TASK BRIEF — Copy the lines from the one containing "Outline small rectangular window." through the one containing "0,0,640,137", unchanged.

TASK INPUTS —
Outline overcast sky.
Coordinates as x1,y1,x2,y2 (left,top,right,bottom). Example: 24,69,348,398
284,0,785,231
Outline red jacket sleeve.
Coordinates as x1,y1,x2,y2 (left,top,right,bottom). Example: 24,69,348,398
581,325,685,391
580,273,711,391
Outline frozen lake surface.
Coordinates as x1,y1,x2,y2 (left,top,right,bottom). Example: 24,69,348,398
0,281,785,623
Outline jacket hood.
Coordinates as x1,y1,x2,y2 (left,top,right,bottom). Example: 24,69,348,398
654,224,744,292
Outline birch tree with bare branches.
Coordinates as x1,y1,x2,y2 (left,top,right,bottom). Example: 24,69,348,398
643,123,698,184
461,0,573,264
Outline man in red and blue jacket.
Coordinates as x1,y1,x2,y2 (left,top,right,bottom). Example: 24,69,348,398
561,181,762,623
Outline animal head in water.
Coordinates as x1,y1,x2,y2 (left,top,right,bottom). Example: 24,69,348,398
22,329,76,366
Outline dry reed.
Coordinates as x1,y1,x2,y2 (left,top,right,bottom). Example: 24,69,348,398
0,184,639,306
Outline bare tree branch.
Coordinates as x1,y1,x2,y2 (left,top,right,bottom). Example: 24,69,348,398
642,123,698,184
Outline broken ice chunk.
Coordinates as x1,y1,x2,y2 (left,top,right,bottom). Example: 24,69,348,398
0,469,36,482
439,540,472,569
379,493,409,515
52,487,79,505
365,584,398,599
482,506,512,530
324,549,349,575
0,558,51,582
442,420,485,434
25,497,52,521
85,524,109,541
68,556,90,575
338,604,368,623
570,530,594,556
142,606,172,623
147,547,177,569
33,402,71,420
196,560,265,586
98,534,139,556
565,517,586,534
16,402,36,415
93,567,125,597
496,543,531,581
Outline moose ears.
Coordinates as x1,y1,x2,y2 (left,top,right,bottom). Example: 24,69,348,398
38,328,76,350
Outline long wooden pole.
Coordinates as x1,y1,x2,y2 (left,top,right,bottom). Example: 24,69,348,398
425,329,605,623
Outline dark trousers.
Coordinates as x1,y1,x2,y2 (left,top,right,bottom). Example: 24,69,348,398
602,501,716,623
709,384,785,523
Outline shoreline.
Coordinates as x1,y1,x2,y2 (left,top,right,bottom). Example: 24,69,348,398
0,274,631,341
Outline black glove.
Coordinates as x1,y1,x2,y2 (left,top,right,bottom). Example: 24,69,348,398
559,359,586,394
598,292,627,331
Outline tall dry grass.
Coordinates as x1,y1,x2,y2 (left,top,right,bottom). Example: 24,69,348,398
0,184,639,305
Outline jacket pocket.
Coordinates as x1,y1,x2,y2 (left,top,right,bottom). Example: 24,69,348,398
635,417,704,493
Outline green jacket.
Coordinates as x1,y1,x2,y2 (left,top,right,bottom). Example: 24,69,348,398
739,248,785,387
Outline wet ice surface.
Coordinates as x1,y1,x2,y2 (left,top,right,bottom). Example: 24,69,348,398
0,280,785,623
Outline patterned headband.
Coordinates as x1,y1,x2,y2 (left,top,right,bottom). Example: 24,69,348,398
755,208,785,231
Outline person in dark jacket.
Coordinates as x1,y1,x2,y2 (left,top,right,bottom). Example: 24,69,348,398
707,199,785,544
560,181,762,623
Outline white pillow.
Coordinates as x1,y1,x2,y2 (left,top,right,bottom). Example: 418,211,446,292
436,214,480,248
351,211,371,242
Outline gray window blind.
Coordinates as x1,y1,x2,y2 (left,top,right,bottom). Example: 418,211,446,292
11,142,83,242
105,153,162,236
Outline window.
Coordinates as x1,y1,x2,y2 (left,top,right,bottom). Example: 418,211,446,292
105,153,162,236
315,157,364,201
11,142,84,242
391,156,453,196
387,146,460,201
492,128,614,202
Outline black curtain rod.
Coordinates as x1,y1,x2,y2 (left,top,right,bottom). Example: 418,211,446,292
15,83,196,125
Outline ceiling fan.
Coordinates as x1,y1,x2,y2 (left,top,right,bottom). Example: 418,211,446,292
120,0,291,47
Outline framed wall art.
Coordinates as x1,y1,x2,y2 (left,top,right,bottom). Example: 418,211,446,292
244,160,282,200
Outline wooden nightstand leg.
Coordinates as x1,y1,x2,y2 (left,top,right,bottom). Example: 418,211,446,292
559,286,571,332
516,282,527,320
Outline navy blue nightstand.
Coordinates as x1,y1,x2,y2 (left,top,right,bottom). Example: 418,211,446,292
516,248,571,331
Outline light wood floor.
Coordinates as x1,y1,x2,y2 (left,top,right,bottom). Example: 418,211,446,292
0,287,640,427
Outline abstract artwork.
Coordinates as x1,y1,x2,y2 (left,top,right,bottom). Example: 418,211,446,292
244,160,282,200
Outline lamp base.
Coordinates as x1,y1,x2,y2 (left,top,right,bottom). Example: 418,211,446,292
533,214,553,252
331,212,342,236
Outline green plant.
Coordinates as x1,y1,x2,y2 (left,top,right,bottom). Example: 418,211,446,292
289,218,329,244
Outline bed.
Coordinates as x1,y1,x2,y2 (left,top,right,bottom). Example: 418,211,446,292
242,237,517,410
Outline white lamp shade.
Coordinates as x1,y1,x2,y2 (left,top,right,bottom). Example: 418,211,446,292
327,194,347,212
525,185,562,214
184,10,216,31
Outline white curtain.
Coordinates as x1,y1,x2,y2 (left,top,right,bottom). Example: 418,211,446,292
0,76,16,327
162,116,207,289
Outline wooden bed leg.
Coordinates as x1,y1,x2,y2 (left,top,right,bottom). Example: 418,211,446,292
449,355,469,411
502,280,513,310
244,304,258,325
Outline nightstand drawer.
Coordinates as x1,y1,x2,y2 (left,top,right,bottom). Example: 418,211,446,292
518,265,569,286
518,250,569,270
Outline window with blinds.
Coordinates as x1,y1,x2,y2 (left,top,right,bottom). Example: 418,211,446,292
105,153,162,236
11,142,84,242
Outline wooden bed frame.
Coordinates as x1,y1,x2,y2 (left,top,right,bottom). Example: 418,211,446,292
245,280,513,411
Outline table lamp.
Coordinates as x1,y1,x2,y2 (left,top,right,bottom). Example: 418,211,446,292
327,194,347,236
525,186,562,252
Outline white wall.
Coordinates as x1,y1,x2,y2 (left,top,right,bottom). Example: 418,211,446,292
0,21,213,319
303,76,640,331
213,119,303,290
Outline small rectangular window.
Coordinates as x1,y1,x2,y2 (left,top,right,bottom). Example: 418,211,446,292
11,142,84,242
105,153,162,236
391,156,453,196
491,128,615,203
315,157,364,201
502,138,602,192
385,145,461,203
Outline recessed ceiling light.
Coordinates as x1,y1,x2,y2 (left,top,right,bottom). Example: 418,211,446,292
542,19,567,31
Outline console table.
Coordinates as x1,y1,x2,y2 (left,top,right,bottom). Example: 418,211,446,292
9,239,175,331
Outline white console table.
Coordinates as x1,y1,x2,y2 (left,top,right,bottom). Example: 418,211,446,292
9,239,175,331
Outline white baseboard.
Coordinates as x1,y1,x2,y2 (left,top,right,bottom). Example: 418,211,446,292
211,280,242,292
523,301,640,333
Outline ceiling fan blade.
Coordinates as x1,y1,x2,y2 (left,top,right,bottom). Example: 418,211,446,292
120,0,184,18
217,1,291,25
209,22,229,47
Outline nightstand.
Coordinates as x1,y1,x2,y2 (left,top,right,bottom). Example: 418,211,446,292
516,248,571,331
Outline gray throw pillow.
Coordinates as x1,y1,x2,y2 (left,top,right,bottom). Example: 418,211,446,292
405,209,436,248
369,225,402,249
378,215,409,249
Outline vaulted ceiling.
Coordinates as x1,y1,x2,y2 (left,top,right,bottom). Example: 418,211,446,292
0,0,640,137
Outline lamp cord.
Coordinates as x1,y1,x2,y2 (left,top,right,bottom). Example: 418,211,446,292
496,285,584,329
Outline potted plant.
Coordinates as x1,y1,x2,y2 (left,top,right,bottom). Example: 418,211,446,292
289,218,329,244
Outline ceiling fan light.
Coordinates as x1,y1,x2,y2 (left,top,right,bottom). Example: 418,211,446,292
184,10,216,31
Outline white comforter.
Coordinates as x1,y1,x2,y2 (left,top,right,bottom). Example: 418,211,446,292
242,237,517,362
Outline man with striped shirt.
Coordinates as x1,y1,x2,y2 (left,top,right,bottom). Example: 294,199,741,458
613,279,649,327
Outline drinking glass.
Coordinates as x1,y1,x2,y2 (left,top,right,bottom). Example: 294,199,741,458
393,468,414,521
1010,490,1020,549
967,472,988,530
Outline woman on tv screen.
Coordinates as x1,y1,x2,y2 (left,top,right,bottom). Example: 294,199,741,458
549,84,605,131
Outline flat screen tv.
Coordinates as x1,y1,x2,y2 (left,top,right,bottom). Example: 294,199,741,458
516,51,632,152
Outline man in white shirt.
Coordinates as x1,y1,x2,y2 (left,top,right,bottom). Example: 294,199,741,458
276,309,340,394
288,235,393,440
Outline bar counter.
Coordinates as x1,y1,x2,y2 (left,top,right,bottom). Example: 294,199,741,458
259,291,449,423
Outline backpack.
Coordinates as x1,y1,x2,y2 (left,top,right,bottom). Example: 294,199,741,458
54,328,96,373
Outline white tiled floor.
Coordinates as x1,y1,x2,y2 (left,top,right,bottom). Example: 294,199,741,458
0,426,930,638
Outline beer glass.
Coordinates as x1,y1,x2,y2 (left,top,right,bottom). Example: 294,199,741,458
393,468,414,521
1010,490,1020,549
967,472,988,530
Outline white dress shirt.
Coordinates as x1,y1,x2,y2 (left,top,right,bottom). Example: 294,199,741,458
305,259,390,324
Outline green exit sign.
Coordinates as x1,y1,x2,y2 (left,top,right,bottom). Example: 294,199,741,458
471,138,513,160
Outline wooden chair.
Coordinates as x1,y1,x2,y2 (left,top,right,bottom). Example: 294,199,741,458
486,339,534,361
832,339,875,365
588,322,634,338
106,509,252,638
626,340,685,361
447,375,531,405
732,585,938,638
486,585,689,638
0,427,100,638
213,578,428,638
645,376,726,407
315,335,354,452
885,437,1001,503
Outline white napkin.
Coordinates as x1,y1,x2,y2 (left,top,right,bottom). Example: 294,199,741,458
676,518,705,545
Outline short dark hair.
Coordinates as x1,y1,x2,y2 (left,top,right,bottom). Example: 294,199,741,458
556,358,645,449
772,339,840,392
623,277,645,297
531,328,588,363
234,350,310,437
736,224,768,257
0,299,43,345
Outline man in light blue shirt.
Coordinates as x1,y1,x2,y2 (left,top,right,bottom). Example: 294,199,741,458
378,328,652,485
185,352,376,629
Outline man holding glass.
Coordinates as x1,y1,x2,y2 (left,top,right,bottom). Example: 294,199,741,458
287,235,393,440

WORKED ANSWER —
Outline small rectangular window.
Coordinates as x1,y1,x2,y2 (left,top,right,bottom). Example: 418,211,446,292
11,142,84,242
105,153,162,236
391,156,453,196
491,128,615,203
315,157,364,201
502,138,602,192
385,145,461,203
Outline recessed ceiling light.
Coordinates as x1,y1,x2,y2 (left,top,right,bottom). Example: 418,211,446,292
542,19,567,31
Outline console table.
Coordinates as x1,y1,x2,y2 (left,top,right,bottom). Example: 418,211,446,292
9,239,175,331
Outline white console table.
Coordinates as x1,y1,x2,y2 (left,top,right,bottom). Example: 418,211,446,292
9,239,175,331
Outline white baseboard.
Coordinates as x1,y1,x2,y2 (left,top,right,bottom). Example: 418,211,446,292
211,280,242,292
523,301,640,333
Outline ceiling fan blade.
Coordinates as x1,y1,x2,y2 (left,top,right,bottom). Example: 418,211,446,292
120,0,184,18
217,1,291,25
209,22,229,47
Outline nightstand.
Coordinates as x1,y1,x2,y2 (left,top,right,bottom). Example: 418,211,446,292
516,248,571,331
Outline gray throw pillow.
Coordinates as x1,y1,x2,y2 (left,top,right,bottom). Example: 418,211,446,292
405,209,436,248
369,225,402,249
378,215,409,249
Outline vaulted ceiling.
Coordinates as x1,y1,x2,y2 (left,top,right,bottom). Example: 418,211,446,292
0,0,640,137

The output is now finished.